GOALS |
(a) On the precipitation checker page, what condition is expected when Qsp is greater than Ksp?
(b) Repeat everything on the precipitation checker page from "Check Qsp vs" down to "or pH-dependent speciation.".

-- start DOCUMENT TEXT --

Solubility Product (Ksp) & Precipitation Checker
Compare Qsp to Ksp to determine if a solution is unsaturated, saturated, or supersaturated. Predict whether precipitation will occur when mixing solutions.
Check Qsp vs Ksp for Precipitation
Enter a slightly soluble salt, its Ksp, and either final ion concentrations or the details of mixing two ionic solutions. We'll compute Qsp and check whether the solution is unsaturated, saturated, or supersaturated.
Qsp < Ksp → Unsaturated
More salt can dissolve, no precipitation
Qsp ≈ Ksp → Saturated
At equilibrium, no net change
Qsp > Ksp → Supersaturated
Precipitation expected
For educational use only. Does not account for complex ion formation, ionic strength effects, or pH-dependent speciation.

-- end DOCUMENT TEXT --
-- start COLLECTED DATA --

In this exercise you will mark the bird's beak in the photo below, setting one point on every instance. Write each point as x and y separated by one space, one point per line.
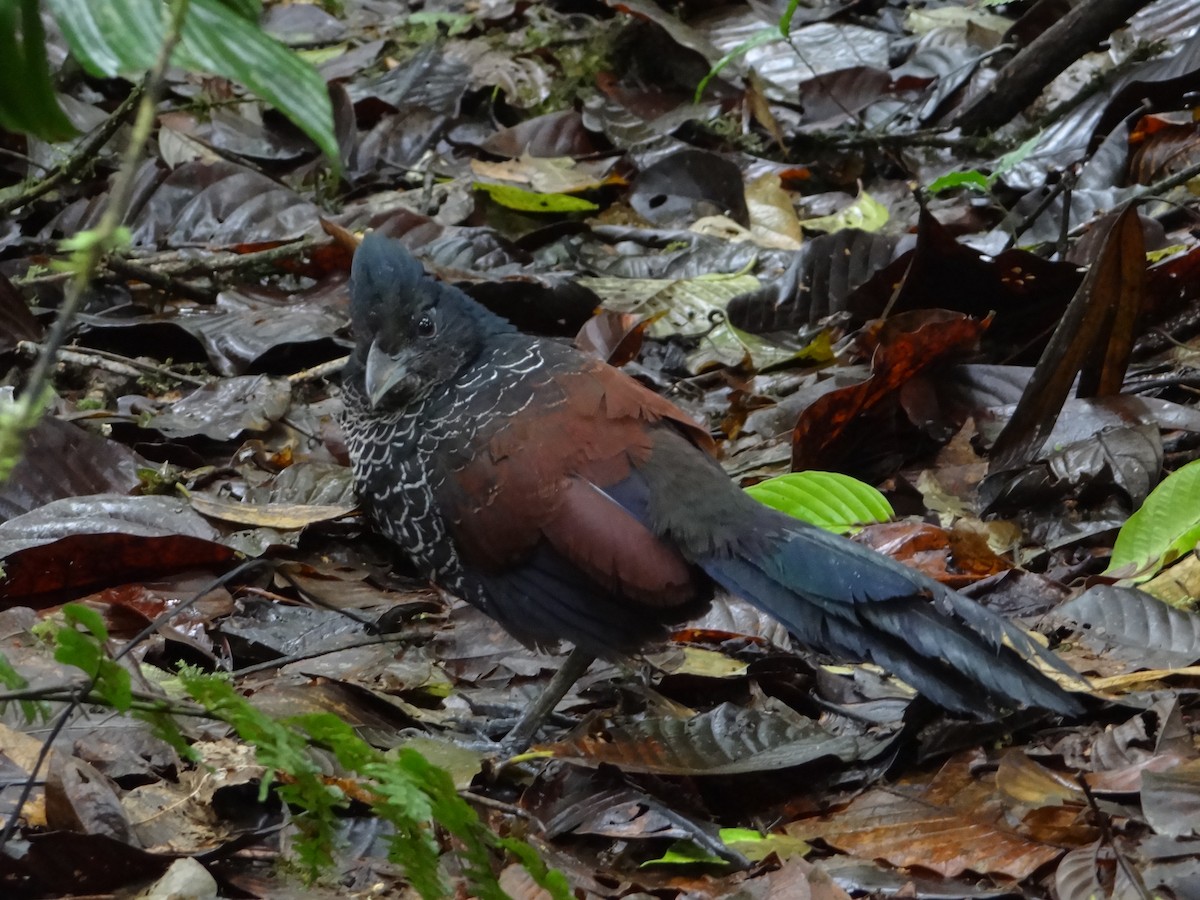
383 373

-- end COLLECTED DATA --

RESULTS |
(a) Precipitation is expected, because the solution is supersaturated.

(b)
Check Qsp vs Ksp for Precipitation
Enter a slightly soluble salt, its Ksp, and either final ion concentrations or the details of mixing two ionic solutions. We'll compute Qsp and check whether the solution is unsaturated, saturated, or supersaturated.
Qsp < Ksp → Unsaturated
More salt can dissolve, no precipitation
Qsp ≈ Ksp → Saturated
At equilibrium, no net change
Qsp > Ksp → Supersaturated
Precipitation expected
For educational use only. Does not account for complex ion formation, ionic strength effects, or pH-dependent speciation.